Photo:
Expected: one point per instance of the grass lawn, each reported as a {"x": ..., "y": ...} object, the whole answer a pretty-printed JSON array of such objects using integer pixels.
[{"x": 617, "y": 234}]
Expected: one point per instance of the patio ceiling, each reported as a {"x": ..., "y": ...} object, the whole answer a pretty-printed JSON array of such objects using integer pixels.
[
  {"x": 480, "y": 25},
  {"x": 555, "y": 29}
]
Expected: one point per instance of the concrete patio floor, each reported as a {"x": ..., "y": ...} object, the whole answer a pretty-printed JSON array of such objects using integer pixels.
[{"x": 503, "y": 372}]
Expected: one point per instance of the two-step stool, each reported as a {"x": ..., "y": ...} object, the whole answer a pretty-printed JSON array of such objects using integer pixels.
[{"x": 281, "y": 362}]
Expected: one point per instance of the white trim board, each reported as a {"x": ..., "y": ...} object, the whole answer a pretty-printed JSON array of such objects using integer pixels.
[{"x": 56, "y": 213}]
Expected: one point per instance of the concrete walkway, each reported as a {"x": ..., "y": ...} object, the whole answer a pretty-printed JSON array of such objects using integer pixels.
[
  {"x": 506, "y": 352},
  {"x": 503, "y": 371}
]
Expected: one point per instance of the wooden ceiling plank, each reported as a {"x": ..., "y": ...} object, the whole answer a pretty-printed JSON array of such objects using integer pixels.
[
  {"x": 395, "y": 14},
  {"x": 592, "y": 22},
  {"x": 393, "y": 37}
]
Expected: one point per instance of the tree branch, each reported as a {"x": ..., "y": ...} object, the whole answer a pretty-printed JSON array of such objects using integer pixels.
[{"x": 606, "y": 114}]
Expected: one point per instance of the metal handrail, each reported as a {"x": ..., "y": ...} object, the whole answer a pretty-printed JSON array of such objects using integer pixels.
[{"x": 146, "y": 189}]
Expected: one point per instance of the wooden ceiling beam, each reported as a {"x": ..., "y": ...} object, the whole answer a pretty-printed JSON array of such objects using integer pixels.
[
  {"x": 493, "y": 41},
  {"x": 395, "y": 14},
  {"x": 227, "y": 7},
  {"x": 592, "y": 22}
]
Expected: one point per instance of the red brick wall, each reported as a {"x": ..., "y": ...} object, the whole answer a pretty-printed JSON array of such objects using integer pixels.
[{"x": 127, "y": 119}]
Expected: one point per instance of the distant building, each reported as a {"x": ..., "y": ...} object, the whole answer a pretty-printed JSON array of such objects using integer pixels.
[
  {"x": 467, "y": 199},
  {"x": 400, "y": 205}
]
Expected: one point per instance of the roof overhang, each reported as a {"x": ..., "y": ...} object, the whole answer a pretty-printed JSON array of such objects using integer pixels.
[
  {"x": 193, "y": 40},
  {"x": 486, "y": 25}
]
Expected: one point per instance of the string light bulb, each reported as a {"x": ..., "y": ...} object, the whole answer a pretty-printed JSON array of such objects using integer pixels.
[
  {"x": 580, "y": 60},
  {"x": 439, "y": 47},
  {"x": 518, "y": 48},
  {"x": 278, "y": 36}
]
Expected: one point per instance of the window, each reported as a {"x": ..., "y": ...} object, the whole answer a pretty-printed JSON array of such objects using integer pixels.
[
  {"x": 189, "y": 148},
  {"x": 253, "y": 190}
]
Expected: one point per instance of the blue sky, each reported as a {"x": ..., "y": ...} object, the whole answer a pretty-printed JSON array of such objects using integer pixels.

WORK INSTRUCTIONS: Swap "pretty-printed" for "indented" throughout the lines above, and give all of the lines again with nothing else changed.

SOLUTION FOR THIS TASK:
Photo:
Expected: one point per instance of the grass lawn, each reported as a {"x": ..., "y": ...} object, the whole answer a indented JSON array of such objects using integer pixels.
[{"x": 617, "y": 234}]
Expected: one point per instance of the patio ceiling, each reported as a {"x": ..., "y": ...} object, the whole answer a indented JSON array of such objects using integer pixels.
[
  {"x": 480, "y": 25},
  {"x": 555, "y": 29}
]
Expected: one point per instance of the concrete patio floor, each reported as a {"x": ..., "y": ...} object, the whole answer a indented JSON array of such objects using integer pixels.
[{"x": 503, "y": 372}]
Expected: one point per instance of the two-step stool, each reported as a {"x": ..., "y": ...} object, the whole answer a indented JSON array of such objects using integer pixels.
[{"x": 281, "y": 362}]
Expected: one point per instance of the white trim board, each reported as a {"x": ..., "y": ...} object, the whole answer a indented JSON array of such objects using integer pixels.
[{"x": 56, "y": 213}]
Expected: one point per instance of the concrete walkway, each reported as a {"x": ..., "y": ...} object, the whole answer a indented JSON array of such objects using integer pixels.
[
  {"x": 506, "y": 352},
  {"x": 503, "y": 371}
]
Expected: one point per instance of the wooden ceiling plank, each reported as a {"x": ..., "y": ...} object, the whole answer a indented JSON array of such objects using integer pixels.
[
  {"x": 395, "y": 14},
  {"x": 592, "y": 22},
  {"x": 393, "y": 37}
]
Expected: one point per instance of the tree branch, each reported as a {"x": ..., "y": ...} object, the whole answer a indented JSON array of such objects using integer pixels.
[{"x": 606, "y": 114}]
Expected: one point per instance of the metal handrail, each reported as a {"x": ..., "y": ...} object, the whole answer a indented JSON array of such objects using integer pixels.
[{"x": 146, "y": 189}]
Expected: one point per instance of the wooden ceiling beam, each reported as a {"x": ..., "y": ...} object, the whole answer a indented JSON array of such objects using integer pixels.
[
  {"x": 493, "y": 41},
  {"x": 395, "y": 14},
  {"x": 227, "y": 7},
  {"x": 592, "y": 22}
]
Expected: one point per instance of the red brick wall, each reported as a {"x": ..., "y": ...} object, the whole answer a indented JSON array of such objects using integer pixels.
[{"x": 127, "y": 119}]
Expected: one point per instance of the distant building, each reported as a {"x": ..., "y": ...} object, the whole answer a indented JSON array of such objects using integer pixels.
[
  {"x": 467, "y": 199},
  {"x": 400, "y": 205}
]
Expected: one point per instance of the roof overhang, each reported as a {"x": ..., "y": ...} object, the whole answer a indented JSON array of such objects using integer pixels.
[
  {"x": 193, "y": 40},
  {"x": 486, "y": 25}
]
Expected: one point per instance of the string light bulb, each reported as a {"x": ..., "y": ...} object, the whole answer a indented JSON array of such objects using integer pixels.
[
  {"x": 580, "y": 60},
  {"x": 439, "y": 47},
  {"x": 518, "y": 48},
  {"x": 278, "y": 36}
]
Expected: one point per instance of the window, each reported as a {"x": ..., "y": ...} object, the whole answer a indented JSON array of such objects using integer pixels.
[
  {"x": 189, "y": 148},
  {"x": 253, "y": 190}
]
Expected: one point per instance of the blue sky, each reported as a {"x": ..., "y": ...} object, the whole answer a indented JSON array of such objects using integer pixels.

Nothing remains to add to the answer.